Extrait à lire:
Le mentorat, un soutien pour les jeunes qui monte en puissance

Lutte contre les inégalités, développement du réseau, mais aussi écoute, confiance et "bienveillance": outil d'accompagnement pour les jeunes encore relativement méconnu, le mentorat, que l'exécutif a décidé de booster, a été pour certains "une bouée de sauvetage" face à la crise du Covid-19.

Avec le mentorat, un jeune est épaulé bénévolement par un adulte qui lui fait bénéficier de son expertise professionnelle et de ses conseils. Cela peut se faire pendant le parcours scolaire, dans les choix d'orientation ou encore en début de parcours professionnel.

Pour accroître le nombre de jeunes qui en bénéficient, Emmanuel Macron a lancé en mars "un jeune un mentor", avec l'objectif de passer de 25.000 à 100.000 "binômes" cette année, et 200.000 l'an prochain.

Consignes de l'exercice:
a. D'après l'extrait sur le mentorat, combien de binômes l'objectif prévoit-il pour l'an prochain ?
b. Prolongez l'extrait sur le mentorat en rédigeant la suite qui vient après sa dernière phrase.
Les lignes n'ont aucun rapport avec l'extrait sur le mentorat.

Données présentées:
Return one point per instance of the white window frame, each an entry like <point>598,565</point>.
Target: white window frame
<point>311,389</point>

Réponses par tâche:
a. L'objectif est de 200.000 binômes l'an prochain.

b.
Inscrit dans le cadre du plan "1 jeune, 1 solution", le dispositif vise notamment à soutenir les associations et entreprises impliquées et à en convaincre d'autres, pour un budget d'environ 30 millions d'euros pour 2021. En juillet, une centaine de patrons de grands groupes se sont engagés à jouer le jeu dans une tribune dans le Journal du dimanche.

Selon Thibault Guilluy, Haut-commissaire à l'emploi et à l'engagement des entreprises, le premier appel à projet qui a donné ses résultats en juin représente "à peu près 75.000 mentorats". Un deuxième appel, prévu sous peu, doit permettre de couvrir "le dernier kilomètre", dit-il, "assez confiant sur le fait d'atteindre l'objectif des 100.000" en fin d'année.

Concrètement, les "binômes" - encadrés par une association comme "Proxité", "Article 1" ou encore "Nos quartiers ont du talent" - se rencontrent régulièrement pendant au moins six mois, et parfois jusqu'à 3 ou 4 ans.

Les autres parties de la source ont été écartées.